— Tasks for this exercise —
[a] Answer these from the matrix diagonal thread:
(i) What does the question's author ask readers not to do with the post?
(ii) In Answer 1, what value is assigned to N?
(iii) What does the recursive approach in Answer 2 suppose about the matrix?
[b] Quote the rows word for word, from the first row through the line containing "[654,191,750,217]", with both ends included. Leave the picture out.

-- Start Document excerpt --

All Diagonal elements of a NXN matrix without using numpy in python

Question

Trying to get all the diagonal elements of a NXN matrix without using numpy,

This is different from Get diagonal without using numpy in Python

Please don't mark as duplicate.

Here is my snippet using two iteration, it will print all the diagonal element from (0,0) to (n,n). Could some one help me in improving my iteration process or any recursive way to do it.

#!/usr/bin/python 

matrix = [[1,2,3,4], 
          [2,3,4,5], 
          [3,4,5,6], 
          [4,5,6,7]] 

def get_matrix_diagonal(m): 
    col = len(m) 
    result = list() 
    row = 0 
    for c in range(col): 
        position = list() 
        position.append([row,c]) 
        if c > 0: 
            i = c 
            while i > 0: 
                x = i - 1 
                y = c - i + 1 
                position.append([y,x]) 
                i -= 1 
        result.append(position) 
    row = row + 1 
    cc = c 
    for i in range(row,col): 
        position = list() 
        y = i 
        x = c 
        position.append([y,x]) 
        j = x - y 
        while j > 0: 
            y = c - j + 1 
            x = cc - y + 1 
            position.append([y,x]) 
            j -= 1 
        cc += 1
        result.append(position)
    return result

for ls in get_matrix_diagonal(matrix):
    for co in ls:
        x,y = co[0],co[1],
        print matrix[x][y],
    print

Output:

1
2 2
3 3 3
4 4 4 4
5 5 5
6 6
7

Answer 1

>>> matrix = [[1,2,3,4], 
...           [2,3,4,5], 
...           [3,4,5,6], 
...           [4,5,6,7]] 
>>> N = 4
>>> [[matrix[y-x][x] for x in range(N) if 0<=y-x<N] for y in range(2*N-1)]
[[1], [2, 2], [3, 3, 3], [4, 4, 4, 4], [5, 5, 5], [6, 6], [7]]

Answer 2

Here an recursive approach supposing your matrix is square:

def diagonals(m):
    if len(m) == 1: return m
    d = [[]] + diagonals([r[1:] for r in m[:-1]]) + [[]]
    r = [r[0] for r in m] + m[-1][1:]
    return [[r] + d for r, d in zip(r,d)]

-- End Document excerpt --
-- Start Stored records --

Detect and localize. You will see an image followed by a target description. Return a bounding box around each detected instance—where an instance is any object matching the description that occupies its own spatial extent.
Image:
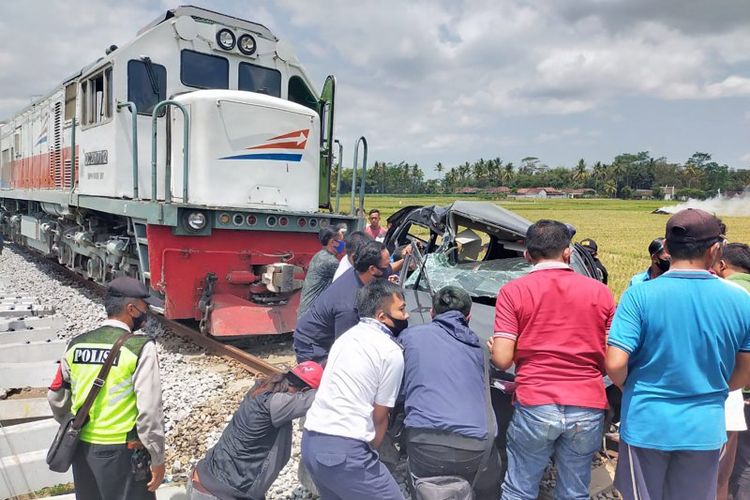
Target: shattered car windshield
[405,252,531,297]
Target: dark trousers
[406,432,502,500]
[729,406,750,500]
[73,443,156,500]
[302,430,404,500]
[615,442,720,500]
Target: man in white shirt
[302,280,409,500]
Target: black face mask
[385,314,409,337]
[133,306,148,332]
[656,259,672,273]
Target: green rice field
[365,195,750,298]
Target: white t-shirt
[333,255,354,281]
[724,389,747,432]
[305,318,404,443]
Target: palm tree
[573,158,589,184]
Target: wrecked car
[384,201,598,326]
[381,201,600,472]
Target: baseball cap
[665,208,722,243]
[581,238,599,253]
[286,361,323,389]
[107,276,164,307]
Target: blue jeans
[502,404,604,500]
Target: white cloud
[0,0,750,168]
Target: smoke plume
[654,191,750,217]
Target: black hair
[526,219,570,260]
[648,237,664,255]
[721,243,750,274]
[354,240,385,273]
[667,238,722,260]
[346,231,372,255]
[250,373,291,398]
[318,226,339,246]
[432,285,471,316]
[104,294,135,318]
[357,280,404,318]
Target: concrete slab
[0,316,65,333]
[0,304,55,318]
[40,484,187,500]
[0,416,59,457]
[0,361,57,389]
[0,448,73,498]
[0,398,52,422]
[0,340,67,363]
[0,328,60,349]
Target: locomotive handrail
[117,101,138,200]
[69,116,76,196]
[151,99,190,203]
[351,136,367,216]
[333,139,344,213]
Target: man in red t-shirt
[487,220,615,500]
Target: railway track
[5,245,283,375]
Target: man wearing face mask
[294,240,390,363]
[297,226,345,318]
[47,278,164,500]
[302,280,409,500]
[628,238,672,287]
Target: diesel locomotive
[0,6,359,337]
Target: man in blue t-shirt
[398,286,501,500]
[607,209,750,500]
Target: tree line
[332,151,750,198]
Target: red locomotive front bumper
[147,225,320,336]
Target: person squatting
[50,209,750,500]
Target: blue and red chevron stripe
[221,129,310,162]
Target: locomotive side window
[289,76,320,112]
[237,63,281,97]
[180,49,229,89]
[81,67,112,125]
[128,57,167,115]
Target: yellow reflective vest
[65,326,151,444]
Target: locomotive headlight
[216,28,237,50]
[237,34,258,56]
[187,212,207,231]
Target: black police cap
[107,277,164,307]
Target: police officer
[47,278,164,500]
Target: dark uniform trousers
[406,429,502,500]
[73,442,156,500]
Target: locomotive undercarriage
[0,199,140,284]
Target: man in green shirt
[713,243,750,500]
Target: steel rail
[156,316,282,375]
[14,245,284,375]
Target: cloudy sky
[0,0,750,175]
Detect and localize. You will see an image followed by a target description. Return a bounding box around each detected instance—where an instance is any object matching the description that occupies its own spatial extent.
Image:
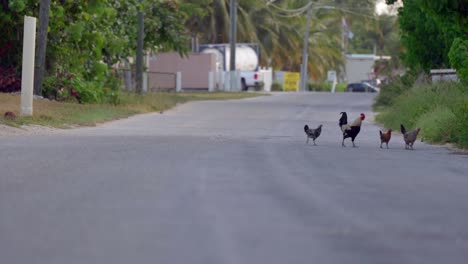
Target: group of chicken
[304,112,421,149]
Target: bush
[415,106,457,143]
[449,38,468,83]
[271,82,283,92]
[377,82,468,148]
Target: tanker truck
[198,43,263,91]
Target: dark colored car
[345,83,379,93]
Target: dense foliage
[387,0,468,71]
[377,83,468,148]
[0,0,188,102]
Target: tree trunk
[34,0,50,95]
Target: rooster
[379,129,392,148]
[304,125,322,146]
[338,112,366,148]
[400,124,421,149]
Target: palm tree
[181,0,350,79]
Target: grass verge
[0,92,263,128]
[374,83,468,149]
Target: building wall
[148,52,216,91]
[346,57,374,83]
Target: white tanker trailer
[198,43,263,91]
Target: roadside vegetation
[374,0,468,149]
[0,92,262,128]
[374,80,468,149]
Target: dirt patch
[0,124,60,137]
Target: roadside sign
[283,72,300,92]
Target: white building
[345,54,391,83]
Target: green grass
[376,83,468,148]
[0,92,263,128]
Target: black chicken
[338,112,366,148]
[304,125,322,146]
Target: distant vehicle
[361,79,381,87]
[198,43,263,91]
[345,83,380,93]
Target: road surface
[0,93,468,264]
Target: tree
[387,0,468,71]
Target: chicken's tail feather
[400,124,406,134]
[338,112,348,127]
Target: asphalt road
[0,93,468,264]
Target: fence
[115,69,177,92]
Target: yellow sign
[283,72,300,92]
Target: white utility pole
[229,0,238,91]
[21,16,36,116]
[299,2,312,92]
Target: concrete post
[208,71,214,92]
[176,72,182,92]
[143,54,149,93]
[224,71,231,92]
[20,16,36,116]
[229,70,237,92]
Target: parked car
[345,83,380,93]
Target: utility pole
[34,0,50,95]
[229,0,237,91]
[136,0,144,93]
[299,1,312,92]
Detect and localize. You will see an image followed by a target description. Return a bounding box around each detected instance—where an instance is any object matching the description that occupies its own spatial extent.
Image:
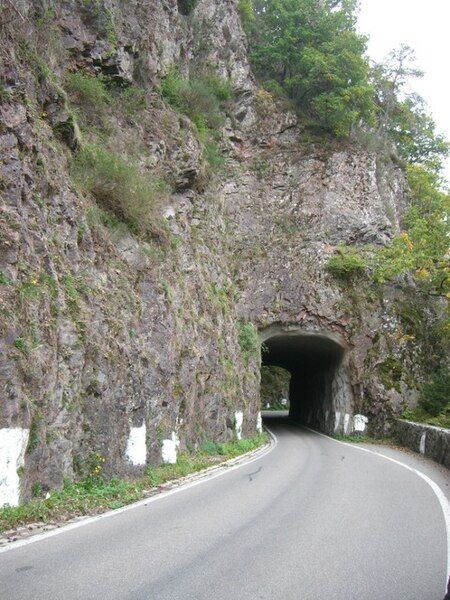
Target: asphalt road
[0,419,447,600]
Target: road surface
[0,418,447,600]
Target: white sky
[359,0,450,180]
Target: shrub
[237,321,261,359]
[325,245,366,279]
[161,69,231,131]
[72,144,169,238]
[65,71,112,127]
[238,0,255,29]
[419,371,450,416]
[65,71,109,107]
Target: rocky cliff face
[0,0,436,503]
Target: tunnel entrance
[261,326,352,433]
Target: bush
[238,0,255,29]
[250,0,375,137]
[72,144,169,238]
[65,71,109,107]
[238,322,261,359]
[65,71,112,126]
[161,69,232,131]
[178,0,198,15]
[419,371,450,417]
[325,245,367,279]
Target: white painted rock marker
[344,413,350,433]
[334,410,341,431]
[161,431,180,465]
[419,431,427,454]
[234,411,244,440]
[353,415,369,432]
[0,427,30,506]
[126,421,147,466]
[256,412,262,433]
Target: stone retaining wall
[395,419,450,468]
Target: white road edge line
[302,425,450,591]
[0,427,278,554]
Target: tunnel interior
[262,331,349,431]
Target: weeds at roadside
[0,434,268,532]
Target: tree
[250,0,374,137]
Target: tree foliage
[250,0,374,137]
[371,46,449,171]
[375,165,450,296]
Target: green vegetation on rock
[178,0,198,15]
[161,68,232,131]
[250,0,375,137]
[72,144,169,239]
[161,68,233,167]
[325,245,367,280]
[237,321,261,360]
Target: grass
[237,321,261,360]
[0,269,11,285]
[71,144,169,239]
[161,69,232,131]
[402,403,450,429]
[326,245,367,279]
[161,68,233,169]
[0,433,268,531]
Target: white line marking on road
[0,428,278,554]
[302,425,450,591]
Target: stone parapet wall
[395,419,450,468]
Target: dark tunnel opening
[261,327,350,432]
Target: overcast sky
[359,0,450,180]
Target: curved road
[0,418,447,600]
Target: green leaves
[374,165,450,296]
[251,0,375,137]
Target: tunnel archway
[261,325,352,433]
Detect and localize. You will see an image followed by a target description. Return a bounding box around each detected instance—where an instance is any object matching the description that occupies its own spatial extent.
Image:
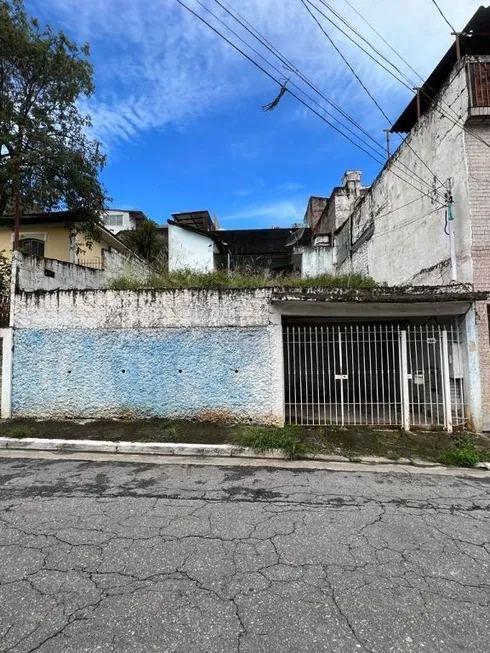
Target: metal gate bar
[284,324,465,428]
[284,325,401,425]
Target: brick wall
[464,123,490,430]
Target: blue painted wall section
[12,327,281,423]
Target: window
[469,61,490,107]
[104,213,124,227]
[19,238,44,256]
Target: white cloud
[31,0,481,146]
[220,198,306,229]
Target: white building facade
[300,52,490,430]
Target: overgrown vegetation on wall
[111,270,376,290]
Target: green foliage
[0,0,107,233]
[234,426,308,460]
[438,435,482,467]
[118,220,167,270]
[111,270,376,290]
[9,426,36,440]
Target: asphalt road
[0,458,490,653]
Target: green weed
[438,435,482,467]
[110,270,376,290]
[234,427,308,460]
[9,426,36,440]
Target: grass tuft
[9,426,36,440]
[234,426,308,460]
[110,270,376,290]
[438,435,482,467]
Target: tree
[118,220,167,270]
[0,0,107,244]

-- End Stored records --

— Responses per task —
[a]
(i) Mark it as a duplicate.
(ii) 4
(iii) That the matrix is square.

[b]
Detect and localize. You will see an image followed by a target description. Return a bounding box around each detected instance—where an instance is any object matching the description that occupies its own spatial extent.
Image:
Target: shattered car windshield
[405,252,531,297]
Target: dark trousers
[406,432,502,500]
[729,406,750,500]
[73,443,156,500]
[302,430,404,500]
[615,442,720,500]
Target: man in white shirt
[302,280,409,500]
Target: black face mask
[385,314,409,337]
[133,306,148,332]
[656,259,672,273]
Target: green rice field
[365,195,750,298]
Target: white t-shirt
[333,255,354,281]
[724,389,747,432]
[305,318,404,443]
Target: palm tree
[573,158,589,184]
Target: wrecked car
[384,201,598,326]
[381,201,600,472]
Target: baseball cap
[665,208,722,243]
[581,238,599,253]
[286,361,323,389]
[107,276,164,307]
Target: blue jeans
[502,404,604,500]
Target: white cloud
[0,0,750,168]
Target: smoke plume
[654,191,750,217]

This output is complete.